* Region annotation entries *
++++++++++++++++++++
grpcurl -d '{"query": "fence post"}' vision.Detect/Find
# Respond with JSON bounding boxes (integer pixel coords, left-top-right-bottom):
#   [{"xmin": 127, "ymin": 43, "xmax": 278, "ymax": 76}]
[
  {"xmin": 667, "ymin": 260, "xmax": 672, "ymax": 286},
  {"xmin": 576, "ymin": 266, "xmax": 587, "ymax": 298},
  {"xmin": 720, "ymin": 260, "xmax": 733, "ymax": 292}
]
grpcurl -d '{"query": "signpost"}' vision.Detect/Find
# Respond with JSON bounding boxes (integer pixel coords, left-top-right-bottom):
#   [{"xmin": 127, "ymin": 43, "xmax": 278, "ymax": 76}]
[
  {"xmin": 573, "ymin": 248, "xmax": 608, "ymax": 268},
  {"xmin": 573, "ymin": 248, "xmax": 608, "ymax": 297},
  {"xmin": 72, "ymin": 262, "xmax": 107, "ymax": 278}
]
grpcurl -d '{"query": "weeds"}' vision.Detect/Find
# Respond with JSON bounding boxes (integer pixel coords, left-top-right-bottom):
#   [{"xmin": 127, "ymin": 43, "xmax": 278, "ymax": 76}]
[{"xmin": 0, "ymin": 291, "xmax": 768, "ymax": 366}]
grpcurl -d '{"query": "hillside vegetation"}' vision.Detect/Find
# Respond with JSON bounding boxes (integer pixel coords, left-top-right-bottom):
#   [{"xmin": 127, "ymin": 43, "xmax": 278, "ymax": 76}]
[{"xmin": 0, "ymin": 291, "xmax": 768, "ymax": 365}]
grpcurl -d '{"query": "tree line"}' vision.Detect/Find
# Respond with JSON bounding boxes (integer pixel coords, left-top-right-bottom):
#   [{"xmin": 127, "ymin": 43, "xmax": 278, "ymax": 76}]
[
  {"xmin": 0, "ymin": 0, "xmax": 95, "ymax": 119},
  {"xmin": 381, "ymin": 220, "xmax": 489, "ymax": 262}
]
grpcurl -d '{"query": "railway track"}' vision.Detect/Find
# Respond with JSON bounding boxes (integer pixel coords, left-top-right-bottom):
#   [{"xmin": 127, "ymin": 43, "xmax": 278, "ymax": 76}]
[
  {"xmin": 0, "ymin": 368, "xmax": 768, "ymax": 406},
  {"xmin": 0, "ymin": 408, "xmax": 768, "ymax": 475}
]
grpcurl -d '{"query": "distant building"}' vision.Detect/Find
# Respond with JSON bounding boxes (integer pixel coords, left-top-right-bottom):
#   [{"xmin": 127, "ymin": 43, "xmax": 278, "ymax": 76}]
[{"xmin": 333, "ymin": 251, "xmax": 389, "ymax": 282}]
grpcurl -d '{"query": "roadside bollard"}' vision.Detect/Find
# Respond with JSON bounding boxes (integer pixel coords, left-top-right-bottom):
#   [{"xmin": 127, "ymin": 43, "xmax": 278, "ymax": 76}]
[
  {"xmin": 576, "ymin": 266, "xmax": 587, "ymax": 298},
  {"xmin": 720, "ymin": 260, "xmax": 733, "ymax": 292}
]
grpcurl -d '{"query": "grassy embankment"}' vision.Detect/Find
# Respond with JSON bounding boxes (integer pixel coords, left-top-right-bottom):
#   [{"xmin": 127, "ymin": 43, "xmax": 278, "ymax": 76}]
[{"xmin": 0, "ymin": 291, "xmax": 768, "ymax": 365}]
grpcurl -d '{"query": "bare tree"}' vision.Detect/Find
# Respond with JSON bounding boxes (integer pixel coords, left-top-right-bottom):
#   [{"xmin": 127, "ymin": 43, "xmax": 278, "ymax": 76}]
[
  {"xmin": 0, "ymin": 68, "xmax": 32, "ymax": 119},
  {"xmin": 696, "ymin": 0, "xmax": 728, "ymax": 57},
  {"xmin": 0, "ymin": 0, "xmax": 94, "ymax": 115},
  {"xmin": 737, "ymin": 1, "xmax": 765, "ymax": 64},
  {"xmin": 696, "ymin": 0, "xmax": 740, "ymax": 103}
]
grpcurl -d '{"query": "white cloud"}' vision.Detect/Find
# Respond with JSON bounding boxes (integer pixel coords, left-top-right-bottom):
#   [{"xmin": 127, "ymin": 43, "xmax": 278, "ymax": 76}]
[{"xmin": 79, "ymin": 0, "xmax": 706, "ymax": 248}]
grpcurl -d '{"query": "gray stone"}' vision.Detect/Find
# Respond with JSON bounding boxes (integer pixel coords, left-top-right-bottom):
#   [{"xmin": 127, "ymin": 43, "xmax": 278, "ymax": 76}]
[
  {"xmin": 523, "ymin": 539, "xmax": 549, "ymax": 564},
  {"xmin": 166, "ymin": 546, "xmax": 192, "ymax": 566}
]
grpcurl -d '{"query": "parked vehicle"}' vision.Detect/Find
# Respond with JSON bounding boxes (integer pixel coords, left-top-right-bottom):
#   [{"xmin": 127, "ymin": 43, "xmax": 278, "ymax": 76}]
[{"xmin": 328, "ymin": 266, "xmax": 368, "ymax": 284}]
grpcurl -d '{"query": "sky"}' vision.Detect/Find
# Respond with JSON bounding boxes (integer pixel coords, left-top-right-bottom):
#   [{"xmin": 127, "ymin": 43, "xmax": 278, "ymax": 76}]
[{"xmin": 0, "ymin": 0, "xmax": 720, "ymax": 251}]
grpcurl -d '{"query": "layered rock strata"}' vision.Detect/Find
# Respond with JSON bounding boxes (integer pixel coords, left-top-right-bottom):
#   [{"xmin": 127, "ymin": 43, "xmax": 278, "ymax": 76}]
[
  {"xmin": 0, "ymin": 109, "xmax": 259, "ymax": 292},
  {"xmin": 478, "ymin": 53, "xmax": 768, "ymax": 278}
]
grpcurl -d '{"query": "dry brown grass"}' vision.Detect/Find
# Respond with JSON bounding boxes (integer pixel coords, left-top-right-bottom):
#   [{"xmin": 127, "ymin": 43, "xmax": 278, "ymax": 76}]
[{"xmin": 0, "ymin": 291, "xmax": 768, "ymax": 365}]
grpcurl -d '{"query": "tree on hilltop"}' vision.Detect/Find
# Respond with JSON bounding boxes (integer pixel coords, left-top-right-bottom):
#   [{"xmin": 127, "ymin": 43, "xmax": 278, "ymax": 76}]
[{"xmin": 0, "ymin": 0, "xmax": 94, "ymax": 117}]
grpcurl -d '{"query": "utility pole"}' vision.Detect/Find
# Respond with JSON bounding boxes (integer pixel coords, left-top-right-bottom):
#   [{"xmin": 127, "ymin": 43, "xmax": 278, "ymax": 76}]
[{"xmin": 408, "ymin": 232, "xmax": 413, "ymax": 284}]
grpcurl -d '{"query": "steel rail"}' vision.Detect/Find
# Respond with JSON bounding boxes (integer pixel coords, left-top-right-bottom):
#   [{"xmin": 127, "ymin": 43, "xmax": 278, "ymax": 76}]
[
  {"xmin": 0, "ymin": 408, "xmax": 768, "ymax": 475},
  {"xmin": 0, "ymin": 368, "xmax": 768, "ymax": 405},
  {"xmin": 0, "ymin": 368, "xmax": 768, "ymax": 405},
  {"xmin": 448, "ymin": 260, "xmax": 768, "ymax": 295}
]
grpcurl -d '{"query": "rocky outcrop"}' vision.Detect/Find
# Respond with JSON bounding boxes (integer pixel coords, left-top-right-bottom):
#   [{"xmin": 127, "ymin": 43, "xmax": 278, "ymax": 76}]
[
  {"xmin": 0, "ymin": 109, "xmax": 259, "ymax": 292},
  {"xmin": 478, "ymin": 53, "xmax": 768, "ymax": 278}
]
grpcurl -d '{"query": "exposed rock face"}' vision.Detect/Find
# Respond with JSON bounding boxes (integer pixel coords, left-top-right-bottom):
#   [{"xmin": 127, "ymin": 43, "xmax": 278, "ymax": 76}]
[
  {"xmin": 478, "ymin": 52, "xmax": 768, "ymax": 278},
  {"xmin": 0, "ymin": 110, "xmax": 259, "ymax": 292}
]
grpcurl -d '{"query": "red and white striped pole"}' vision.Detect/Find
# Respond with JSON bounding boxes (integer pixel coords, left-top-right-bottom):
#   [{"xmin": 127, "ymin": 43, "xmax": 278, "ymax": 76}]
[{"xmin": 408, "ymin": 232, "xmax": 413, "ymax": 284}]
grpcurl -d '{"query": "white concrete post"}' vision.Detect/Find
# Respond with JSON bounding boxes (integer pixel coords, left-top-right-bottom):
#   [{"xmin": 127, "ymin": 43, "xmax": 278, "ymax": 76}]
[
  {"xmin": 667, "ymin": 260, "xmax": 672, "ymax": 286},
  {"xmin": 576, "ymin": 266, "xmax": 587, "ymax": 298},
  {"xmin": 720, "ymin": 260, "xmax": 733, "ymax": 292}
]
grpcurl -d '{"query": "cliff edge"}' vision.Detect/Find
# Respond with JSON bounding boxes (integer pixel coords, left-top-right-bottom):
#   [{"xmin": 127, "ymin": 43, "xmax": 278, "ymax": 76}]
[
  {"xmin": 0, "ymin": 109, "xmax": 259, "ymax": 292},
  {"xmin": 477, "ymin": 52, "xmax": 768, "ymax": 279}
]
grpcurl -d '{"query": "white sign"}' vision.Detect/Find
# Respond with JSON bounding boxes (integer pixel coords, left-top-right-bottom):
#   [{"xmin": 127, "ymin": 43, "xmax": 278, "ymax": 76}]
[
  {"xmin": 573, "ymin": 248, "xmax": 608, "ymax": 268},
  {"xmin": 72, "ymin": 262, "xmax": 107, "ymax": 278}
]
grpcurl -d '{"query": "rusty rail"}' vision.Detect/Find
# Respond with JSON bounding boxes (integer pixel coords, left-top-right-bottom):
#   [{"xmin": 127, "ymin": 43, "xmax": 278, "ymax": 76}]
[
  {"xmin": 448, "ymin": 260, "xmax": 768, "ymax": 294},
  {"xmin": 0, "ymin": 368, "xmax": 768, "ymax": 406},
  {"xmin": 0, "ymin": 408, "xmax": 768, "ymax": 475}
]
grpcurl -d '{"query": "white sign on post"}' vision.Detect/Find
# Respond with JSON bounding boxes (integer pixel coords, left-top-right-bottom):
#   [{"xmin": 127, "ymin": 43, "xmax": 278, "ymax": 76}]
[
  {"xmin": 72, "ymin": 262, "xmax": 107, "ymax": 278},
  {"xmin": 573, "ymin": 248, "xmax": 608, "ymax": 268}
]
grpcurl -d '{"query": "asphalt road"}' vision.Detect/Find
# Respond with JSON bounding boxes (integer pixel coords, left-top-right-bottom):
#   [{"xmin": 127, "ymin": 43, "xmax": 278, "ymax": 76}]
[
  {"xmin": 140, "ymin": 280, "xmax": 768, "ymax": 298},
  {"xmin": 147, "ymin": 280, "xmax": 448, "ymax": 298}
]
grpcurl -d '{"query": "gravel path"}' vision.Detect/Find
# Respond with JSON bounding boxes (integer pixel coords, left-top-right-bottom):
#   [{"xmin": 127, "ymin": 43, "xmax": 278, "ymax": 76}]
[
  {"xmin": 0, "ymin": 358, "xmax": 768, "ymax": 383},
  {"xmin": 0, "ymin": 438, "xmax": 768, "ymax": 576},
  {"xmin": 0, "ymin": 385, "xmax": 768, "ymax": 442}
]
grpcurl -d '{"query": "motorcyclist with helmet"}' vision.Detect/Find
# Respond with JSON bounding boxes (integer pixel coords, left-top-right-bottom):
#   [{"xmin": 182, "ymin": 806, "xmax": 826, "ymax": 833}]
++++++++++++++++++++
* Short exercise *
How many lines of the records contain the string "tree"? Case counts; reply with the number only.

* Exercise result *
3